• [BRIEF] Rename "point_to" to "mark_point" everywhere in the material below, and reproduce all of it with everything else unchanged.

***** STORED RECORDS

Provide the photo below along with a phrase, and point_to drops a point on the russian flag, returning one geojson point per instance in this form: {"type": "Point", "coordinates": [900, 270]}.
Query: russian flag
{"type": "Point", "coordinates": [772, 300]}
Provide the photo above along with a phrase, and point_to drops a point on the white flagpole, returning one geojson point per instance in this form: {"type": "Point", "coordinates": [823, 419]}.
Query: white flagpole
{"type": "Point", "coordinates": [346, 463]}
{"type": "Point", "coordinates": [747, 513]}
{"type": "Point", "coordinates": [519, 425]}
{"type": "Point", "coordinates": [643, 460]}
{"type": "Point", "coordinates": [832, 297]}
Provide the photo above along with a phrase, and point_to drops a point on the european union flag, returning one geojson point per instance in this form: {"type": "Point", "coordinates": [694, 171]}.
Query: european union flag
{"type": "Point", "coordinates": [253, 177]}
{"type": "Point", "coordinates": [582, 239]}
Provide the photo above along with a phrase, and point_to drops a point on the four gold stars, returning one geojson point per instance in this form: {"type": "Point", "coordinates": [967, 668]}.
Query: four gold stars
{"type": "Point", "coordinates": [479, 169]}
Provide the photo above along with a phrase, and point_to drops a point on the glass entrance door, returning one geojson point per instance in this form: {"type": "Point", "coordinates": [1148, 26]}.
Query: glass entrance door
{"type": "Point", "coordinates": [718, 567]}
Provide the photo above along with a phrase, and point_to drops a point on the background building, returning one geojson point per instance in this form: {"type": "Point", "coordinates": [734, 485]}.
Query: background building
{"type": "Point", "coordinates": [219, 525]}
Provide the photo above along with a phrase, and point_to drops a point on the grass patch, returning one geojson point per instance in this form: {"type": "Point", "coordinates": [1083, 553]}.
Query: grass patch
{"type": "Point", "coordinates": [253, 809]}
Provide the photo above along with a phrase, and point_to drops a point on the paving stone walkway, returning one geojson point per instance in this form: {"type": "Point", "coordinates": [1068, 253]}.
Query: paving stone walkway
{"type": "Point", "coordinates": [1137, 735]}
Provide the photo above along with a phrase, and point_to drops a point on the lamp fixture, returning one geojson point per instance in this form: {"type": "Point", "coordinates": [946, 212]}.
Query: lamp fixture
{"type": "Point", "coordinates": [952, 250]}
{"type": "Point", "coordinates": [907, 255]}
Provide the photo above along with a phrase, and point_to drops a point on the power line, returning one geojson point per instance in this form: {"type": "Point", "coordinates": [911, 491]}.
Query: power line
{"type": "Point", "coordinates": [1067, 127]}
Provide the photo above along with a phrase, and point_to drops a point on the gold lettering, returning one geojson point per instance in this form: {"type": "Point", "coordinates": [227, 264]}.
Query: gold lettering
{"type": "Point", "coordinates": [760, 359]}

**********

• [COMPLETED TASK]
Provide the photo below along with a phrase, and mark_point drops a point on the russian flag, returning one geojson point per instance in this form: {"type": "Point", "coordinates": [900, 270]}.
Query: russian flag
{"type": "Point", "coordinates": [772, 300]}
Provide the photo above along with a phrase, and mark_point drops a point on the white flagpole, returning one geojson point per instance in this form: {"type": "Point", "coordinates": [823, 419]}.
Query: white flagpole
{"type": "Point", "coordinates": [346, 463]}
{"type": "Point", "coordinates": [747, 513]}
{"type": "Point", "coordinates": [519, 425]}
{"type": "Point", "coordinates": [643, 460]}
{"type": "Point", "coordinates": [832, 297]}
Provide the photo above along with a phrase, and mark_point drops a point on the european union flag, returning one geojson point per instance in this form: {"type": "Point", "coordinates": [694, 171]}.
Query: european union flag
{"type": "Point", "coordinates": [253, 177]}
{"type": "Point", "coordinates": [582, 239]}
Provide the photo above along with a phrase, and mark_point drops a point on the four gold stars, returning one geojson point per instance in this form: {"type": "Point", "coordinates": [967, 668]}.
Query: four gold stars
{"type": "Point", "coordinates": [479, 169]}
Provide the photo above along with a phrase, and mark_point drops a point on the glass entrance door, returning one geojson point per instance in this form: {"type": "Point", "coordinates": [1148, 26]}.
Query: glass entrance door
{"type": "Point", "coordinates": [718, 567]}
Provide the photo above along with a phrase, and mark_point drops a point on the background building, returning one geojson point per instance in this form: {"type": "Point", "coordinates": [734, 485]}.
Query: background building
{"type": "Point", "coordinates": [219, 525]}
Provide the photo above along with a phrase, and mark_point drops a point on the grass patch, returning one geojson point per instance in this form: {"type": "Point", "coordinates": [1083, 553]}.
Query: grass patch
{"type": "Point", "coordinates": [253, 809]}
Provide the photo above along with a phrase, and mark_point drops a point on the paving stone walkway, returning one geojson point per instance in this form: {"type": "Point", "coordinates": [1068, 253]}.
Query: paving stone walkway
{"type": "Point", "coordinates": [1137, 735]}
Provide the photo above along with a phrase, and mark_point drops a point on the lamp fixture, returning one geojson point per instance in this form: {"type": "Point", "coordinates": [946, 212]}.
Query: lamp fixture
{"type": "Point", "coordinates": [952, 250]}
{"type": "Point", "coordinates": [907, 255]}
Provide the photo above along with a phrase, and mark_point drops a point on the power line, returning one geojson point per instance in this form: {"type": "Point", "coordinates": [911, 491]}.
Query: power line
{"type": "Point", "coordinates": [1067, 127]}
Provide the photo above along with a phrase, and mark_point drops a point on the gold lettering, returning one geojson point per instance in this form: {"type": "Point", "coordinates": [227, 264]}.
Query: gold lettering
{"type": "Point", "coordinates": [760, 359]}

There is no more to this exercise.